# ROWS start

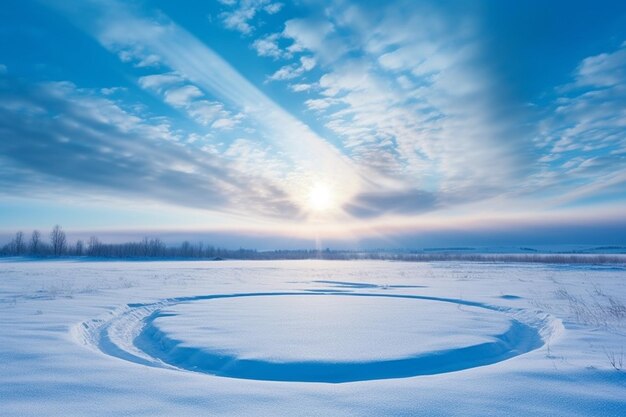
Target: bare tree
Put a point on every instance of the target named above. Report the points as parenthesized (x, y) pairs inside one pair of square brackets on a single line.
[(19, 246), (58, 241), (93, 246), (79, 248), (35, 243)]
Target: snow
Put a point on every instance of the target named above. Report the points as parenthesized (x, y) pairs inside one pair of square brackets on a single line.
[(141, 338)]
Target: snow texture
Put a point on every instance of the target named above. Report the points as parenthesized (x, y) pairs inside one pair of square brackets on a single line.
[(359, 338)]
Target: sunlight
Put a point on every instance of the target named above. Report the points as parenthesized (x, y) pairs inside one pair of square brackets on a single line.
[(321, 198)]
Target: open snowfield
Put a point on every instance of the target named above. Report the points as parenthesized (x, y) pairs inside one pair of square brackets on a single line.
[(311, 338)]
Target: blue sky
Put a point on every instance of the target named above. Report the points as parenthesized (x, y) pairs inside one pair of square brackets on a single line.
[(339, 119)]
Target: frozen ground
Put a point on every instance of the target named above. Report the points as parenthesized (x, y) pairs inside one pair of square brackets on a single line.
[(311, 338)]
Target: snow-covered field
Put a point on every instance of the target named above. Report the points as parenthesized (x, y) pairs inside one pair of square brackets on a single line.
[(311, 338)]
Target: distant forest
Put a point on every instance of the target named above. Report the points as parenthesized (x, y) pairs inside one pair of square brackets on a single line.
[(56, 244)]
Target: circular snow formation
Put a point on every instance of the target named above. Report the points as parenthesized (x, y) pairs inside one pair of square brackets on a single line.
[(321, 337)]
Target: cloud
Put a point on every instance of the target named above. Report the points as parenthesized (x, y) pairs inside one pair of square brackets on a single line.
[(603, 70), (268, 46), (583, 134), (244, 11), (301, 87), (89, 144), (182, 96), (289, 72), (157, 82), (407, 202)]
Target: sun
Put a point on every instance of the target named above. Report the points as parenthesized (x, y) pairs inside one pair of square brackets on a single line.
[(321, 198)]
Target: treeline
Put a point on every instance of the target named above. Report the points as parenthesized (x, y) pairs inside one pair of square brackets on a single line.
[(57, 245)]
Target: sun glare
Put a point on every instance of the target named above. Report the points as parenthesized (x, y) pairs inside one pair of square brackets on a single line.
[(320, 198)]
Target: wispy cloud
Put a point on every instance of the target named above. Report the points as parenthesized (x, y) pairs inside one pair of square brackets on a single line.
[(57, 132)]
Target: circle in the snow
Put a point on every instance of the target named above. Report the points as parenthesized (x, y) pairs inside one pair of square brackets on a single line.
[(325, 337)]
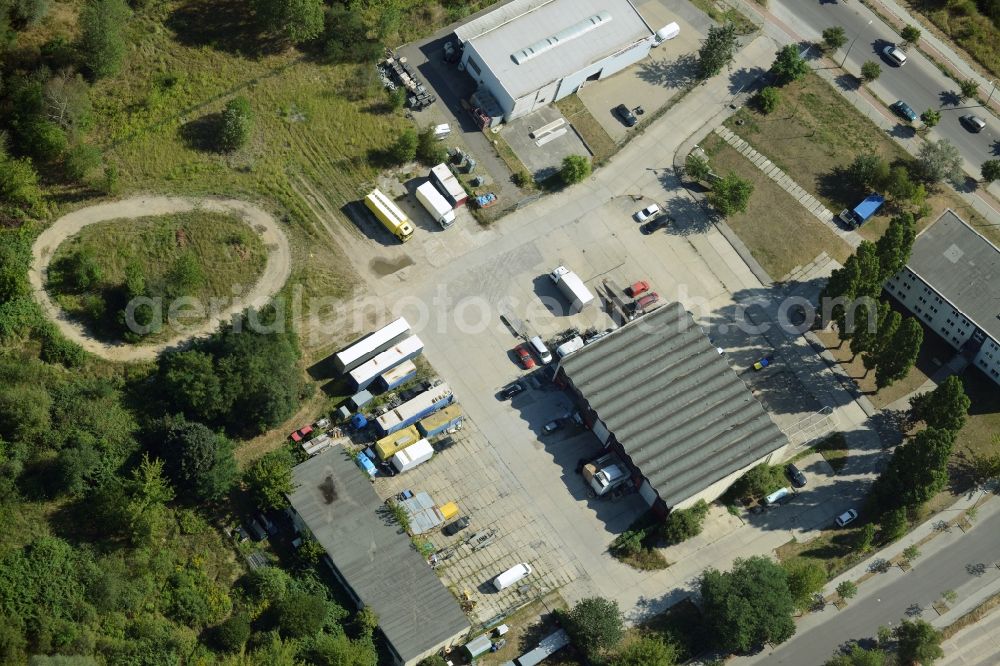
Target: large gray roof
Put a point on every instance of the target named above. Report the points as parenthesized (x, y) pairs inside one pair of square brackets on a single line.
[(963, 267), (338, 504), (520, 24), (673, 403)]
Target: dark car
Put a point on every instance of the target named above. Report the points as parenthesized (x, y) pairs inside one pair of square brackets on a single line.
[(657, 222), (903, 110), (511, 390), (795, 474), (625, 115), (454, 528), (551, 427), (973, 123)]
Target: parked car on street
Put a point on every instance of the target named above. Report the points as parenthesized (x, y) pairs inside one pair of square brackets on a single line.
[(655, 224), (795, 474), (625, 115), (454, 528), (903, 110), (846, 517), (972, 123), (511, 390), (647, 212), (895, 55), (525, 357)]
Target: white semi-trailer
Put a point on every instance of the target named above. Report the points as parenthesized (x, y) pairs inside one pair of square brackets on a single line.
[(436, 205)]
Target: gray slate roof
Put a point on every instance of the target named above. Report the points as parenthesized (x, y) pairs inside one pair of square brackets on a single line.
[(963, 267), (338, 504), (522, 23), (679, 411)]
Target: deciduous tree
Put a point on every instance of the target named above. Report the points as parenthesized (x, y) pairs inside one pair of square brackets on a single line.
[(910, 34), (575, 168), (918, 642), (896, 359), (749, 605), (805, 579), (916, 472), (731, 195), (200, 462), (870, 71), (594, 624), (646, 651), (270, 478), (102, 41), (717, 50), (834, 37), (939, 160), (945, 407), (990, 170), (789, 65)]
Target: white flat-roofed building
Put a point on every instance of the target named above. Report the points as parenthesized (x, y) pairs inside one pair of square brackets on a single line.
[(528, 53)]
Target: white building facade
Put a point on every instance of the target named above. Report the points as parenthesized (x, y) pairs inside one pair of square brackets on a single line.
[(529, 53), (952, 284)]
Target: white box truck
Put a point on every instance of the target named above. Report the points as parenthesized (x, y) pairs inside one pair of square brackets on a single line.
[(436, 205), (572, 287), (412, 456)]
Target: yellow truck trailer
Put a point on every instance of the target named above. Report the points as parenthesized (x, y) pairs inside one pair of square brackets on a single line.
[(390, 215)]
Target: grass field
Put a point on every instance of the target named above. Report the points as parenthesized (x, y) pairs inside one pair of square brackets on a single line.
[(815, 134), (228, 255), (962, 23), (596, 136), (773, 214)]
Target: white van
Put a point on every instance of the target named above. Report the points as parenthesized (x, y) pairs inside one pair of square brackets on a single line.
[(541, 349), (511, 576), (570, 346)]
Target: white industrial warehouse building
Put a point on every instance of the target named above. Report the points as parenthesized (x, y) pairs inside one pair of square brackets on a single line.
[(528, 53)]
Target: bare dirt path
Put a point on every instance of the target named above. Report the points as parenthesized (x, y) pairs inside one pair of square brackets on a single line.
[(276, 272)]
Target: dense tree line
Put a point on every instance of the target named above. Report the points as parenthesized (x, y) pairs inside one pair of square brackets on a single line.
[(886, 342)]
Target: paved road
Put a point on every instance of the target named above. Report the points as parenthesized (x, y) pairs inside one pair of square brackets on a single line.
[(964, 565), (919, 82)]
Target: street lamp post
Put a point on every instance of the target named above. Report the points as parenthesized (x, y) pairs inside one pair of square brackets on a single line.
[(851, 46)]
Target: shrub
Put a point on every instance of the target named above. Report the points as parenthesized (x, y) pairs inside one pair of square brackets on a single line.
[(731, 195), (767, 99), (233, 634), (237, 124), (574, 169), (682, 524), (834, 37), (870, 71)]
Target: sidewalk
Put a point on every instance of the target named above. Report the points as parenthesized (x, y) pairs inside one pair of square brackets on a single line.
[(930, 537), (936, 47), (865, 101)]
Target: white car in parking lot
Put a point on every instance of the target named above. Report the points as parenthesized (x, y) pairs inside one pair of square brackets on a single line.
[(846, 517), (647, 212)]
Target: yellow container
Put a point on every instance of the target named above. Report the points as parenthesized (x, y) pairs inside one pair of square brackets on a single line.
[(449, 510), (392, 444)]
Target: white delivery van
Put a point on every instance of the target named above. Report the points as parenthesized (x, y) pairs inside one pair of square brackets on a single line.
[(570, 346), (541, 349), (511, 576)]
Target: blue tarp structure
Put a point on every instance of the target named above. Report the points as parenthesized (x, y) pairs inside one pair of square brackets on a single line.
[(365, 463)]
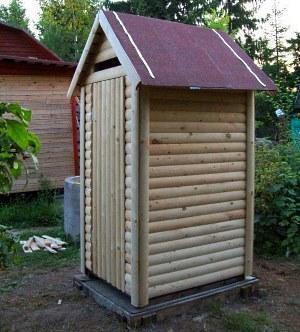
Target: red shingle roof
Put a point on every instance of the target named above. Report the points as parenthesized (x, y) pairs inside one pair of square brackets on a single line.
[(17, 45), (181, 55)]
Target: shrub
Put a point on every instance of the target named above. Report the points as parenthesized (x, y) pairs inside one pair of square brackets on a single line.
[(16, 143), (8, 248), (277, 202)]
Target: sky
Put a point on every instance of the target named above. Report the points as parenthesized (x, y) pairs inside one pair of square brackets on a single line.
[(291, 18)]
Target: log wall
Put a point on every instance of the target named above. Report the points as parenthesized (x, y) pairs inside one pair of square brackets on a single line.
[(105, 180), (51, 121), (197, 189)]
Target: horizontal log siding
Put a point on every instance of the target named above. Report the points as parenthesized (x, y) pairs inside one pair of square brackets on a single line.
[(197, 189), (128, 133), (51, 120), (108, 190)]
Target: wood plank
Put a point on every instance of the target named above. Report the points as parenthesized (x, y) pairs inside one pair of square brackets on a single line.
[(250, 183)]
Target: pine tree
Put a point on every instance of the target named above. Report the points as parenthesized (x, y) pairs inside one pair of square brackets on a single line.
[(14, 14), (64, 25), (278, 36)]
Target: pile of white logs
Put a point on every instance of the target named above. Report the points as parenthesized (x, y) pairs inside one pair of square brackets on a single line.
[(47, 243)]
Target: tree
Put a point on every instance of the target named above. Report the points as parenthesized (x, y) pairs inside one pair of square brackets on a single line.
[(64, 25), (293, 47), (15, 15), (16, 143), (278, 35), (239, 13)]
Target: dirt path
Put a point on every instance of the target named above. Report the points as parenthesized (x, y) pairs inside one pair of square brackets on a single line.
[(29, 302)]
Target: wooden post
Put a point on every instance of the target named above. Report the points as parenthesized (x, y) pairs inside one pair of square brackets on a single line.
[(249, 227), (140, 198), (134, 194), (82, 176), (143, 208)]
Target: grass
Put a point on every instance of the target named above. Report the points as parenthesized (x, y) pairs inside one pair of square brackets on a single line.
[(242, 321), (247, 322), (25, 211)]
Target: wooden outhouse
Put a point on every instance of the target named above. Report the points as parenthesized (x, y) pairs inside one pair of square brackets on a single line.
[(167, 155), (35, 77)]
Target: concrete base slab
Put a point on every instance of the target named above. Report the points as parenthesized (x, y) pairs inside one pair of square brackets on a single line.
[(158, 308)]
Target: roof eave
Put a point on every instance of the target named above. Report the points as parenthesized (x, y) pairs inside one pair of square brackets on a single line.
[(102, 21), (81, 63)]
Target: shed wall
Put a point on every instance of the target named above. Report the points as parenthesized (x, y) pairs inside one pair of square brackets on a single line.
[(51, 120), (104, 183), (197, 195)]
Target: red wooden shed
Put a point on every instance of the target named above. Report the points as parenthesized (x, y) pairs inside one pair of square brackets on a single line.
[(38, 79)]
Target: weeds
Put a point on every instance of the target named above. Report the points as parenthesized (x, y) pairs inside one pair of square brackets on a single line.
[(32, 210)]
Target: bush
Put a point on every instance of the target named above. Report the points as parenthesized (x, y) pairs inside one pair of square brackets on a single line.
[(277, 229), (8, 248)]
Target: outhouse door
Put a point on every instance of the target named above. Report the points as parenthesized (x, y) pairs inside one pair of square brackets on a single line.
[(104, 146)]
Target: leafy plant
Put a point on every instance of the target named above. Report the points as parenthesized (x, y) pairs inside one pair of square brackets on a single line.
[(8, 248), (278, 200), (17, 143)]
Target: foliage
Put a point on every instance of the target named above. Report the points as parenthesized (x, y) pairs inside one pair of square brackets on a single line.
[(17, 143), (35, 210), (8, 248), (64, 25), (217, 20), (14, 14), (238, 13), (277, 228)]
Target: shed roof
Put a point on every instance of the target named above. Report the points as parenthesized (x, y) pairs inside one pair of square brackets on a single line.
[(17, 45), (171, 54)]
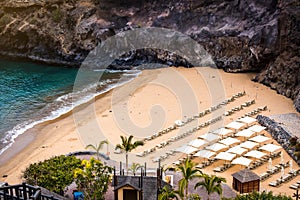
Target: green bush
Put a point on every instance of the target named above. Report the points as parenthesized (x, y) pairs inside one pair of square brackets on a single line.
[(263, 195), (54, 174), (93, 178)]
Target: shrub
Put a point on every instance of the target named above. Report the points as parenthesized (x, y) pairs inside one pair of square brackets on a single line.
[(93, 178), (54, 174)]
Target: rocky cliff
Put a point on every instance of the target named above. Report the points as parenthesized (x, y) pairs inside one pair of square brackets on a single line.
[(241, 35)]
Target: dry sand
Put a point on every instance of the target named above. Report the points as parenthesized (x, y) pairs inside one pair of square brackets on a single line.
[(149, 103)]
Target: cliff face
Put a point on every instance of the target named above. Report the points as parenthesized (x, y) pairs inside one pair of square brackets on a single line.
[(241, 35)]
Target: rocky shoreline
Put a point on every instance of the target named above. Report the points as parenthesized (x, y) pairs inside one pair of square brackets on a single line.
[(241, 35), (280, 134)]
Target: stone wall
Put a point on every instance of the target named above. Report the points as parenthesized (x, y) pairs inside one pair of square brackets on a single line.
[(281, 135)]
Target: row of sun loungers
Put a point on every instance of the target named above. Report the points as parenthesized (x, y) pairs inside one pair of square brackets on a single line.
[(255, 111), (286, 178), (263, 160), (183, 135), (274, 170), (205, 164), (201, 114), (238, 108)]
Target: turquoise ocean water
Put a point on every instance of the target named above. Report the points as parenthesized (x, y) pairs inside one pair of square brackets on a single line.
[(32, 93)]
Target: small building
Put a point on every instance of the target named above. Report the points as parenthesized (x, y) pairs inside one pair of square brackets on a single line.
[(141, 187), (245, 181)]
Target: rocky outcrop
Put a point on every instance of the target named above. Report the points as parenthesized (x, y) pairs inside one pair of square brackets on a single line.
[(241, 35), (280, 134)]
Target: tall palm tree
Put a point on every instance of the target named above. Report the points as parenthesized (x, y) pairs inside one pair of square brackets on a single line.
[(127, 146), (134, 167), (98, 147), (189, 172), (211, 184)]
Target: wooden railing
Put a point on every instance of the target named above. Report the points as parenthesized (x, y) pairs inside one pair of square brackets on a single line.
[(23, 192)]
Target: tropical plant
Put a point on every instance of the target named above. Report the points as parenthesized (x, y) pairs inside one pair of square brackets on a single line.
[(211, 184), (135, 167), (54, 174), (127, 146), (166, 193), (189, 172), (98, 147), (93, 179), (262, 196)]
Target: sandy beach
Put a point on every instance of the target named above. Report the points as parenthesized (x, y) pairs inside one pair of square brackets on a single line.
[(151, 102)]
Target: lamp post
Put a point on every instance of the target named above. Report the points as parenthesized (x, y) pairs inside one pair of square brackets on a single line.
[(296, 195)]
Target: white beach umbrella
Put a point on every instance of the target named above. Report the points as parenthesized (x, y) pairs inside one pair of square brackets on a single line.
[(248, 144), (241, 161), (245, 133), (225, 156), (222, 131), (204, 153), (291, 166), (235, 125), (229, 141), (186, 149), (260, 139), (270, 164), (216, 147), (247, 120), (257, 128), (255, 154), (270, 147), (236, 150), (209, 137), (197, 143)]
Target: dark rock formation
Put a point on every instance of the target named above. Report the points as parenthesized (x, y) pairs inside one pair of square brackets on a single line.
[(280, 134), (241, 35)]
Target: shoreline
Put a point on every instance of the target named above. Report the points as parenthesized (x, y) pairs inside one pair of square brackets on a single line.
[(135, 104)]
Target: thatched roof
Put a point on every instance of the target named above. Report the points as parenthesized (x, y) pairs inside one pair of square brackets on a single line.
[(245, 176), (149, 185)]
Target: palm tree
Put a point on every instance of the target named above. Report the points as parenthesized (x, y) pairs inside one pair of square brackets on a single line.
[(211, 184), (134, 167), (98, 147), (189, 172), (127, 146), (168, 194)]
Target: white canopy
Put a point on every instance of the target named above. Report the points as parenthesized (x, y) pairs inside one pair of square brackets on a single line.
[(209, 137), (197, 143), (255, 154), (236, 150), (247, 120), (229, 141), (248, 144), (235, 125), (225, 156), (186, 149), (245, 133), (241, 161), (270, 147), (222, 131), (260, 138), (216, 147), (257, 128), (204, 153)]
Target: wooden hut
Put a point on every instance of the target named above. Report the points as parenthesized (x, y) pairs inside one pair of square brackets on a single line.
[(245, 181)]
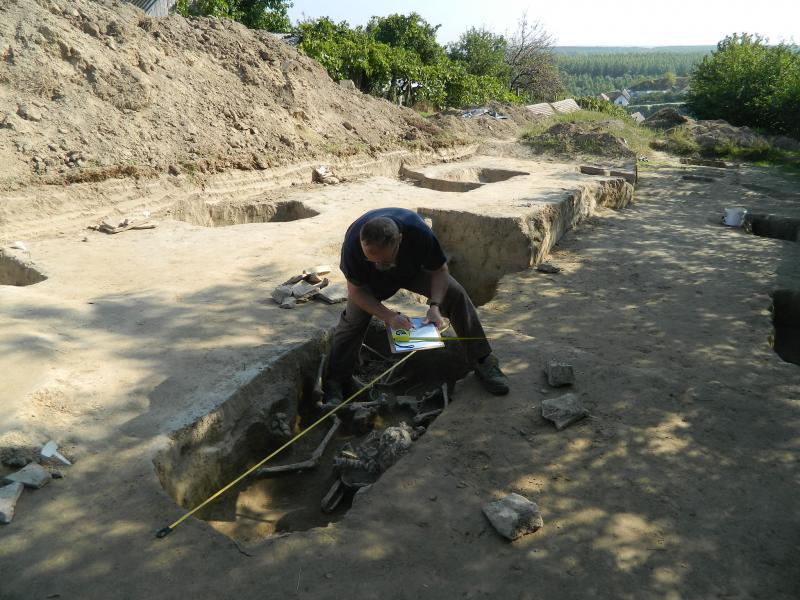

# ROWS end

» TO BE DONE
Starting at the beginning of the entries and stopping after the line that contains "[(19, 246), (58, 241), (93, 246), (79, 248), (35, 243)]", give those entries as a two-column CSV with the header input,output. Each entry gets one row, with its text in one quoted field and its answer in the other, line breaks replaced by spaces and pictures left out.

» EXERCISE RESULT
input,output
"Target: bare tree Put a point on every instance of the target named above. Report the points as parenthesized (x, y) pairs inside one pair of square brackets on a single line.","[(19, 246), (58, 241), (93, 246), (79, 248), (35, 243)]"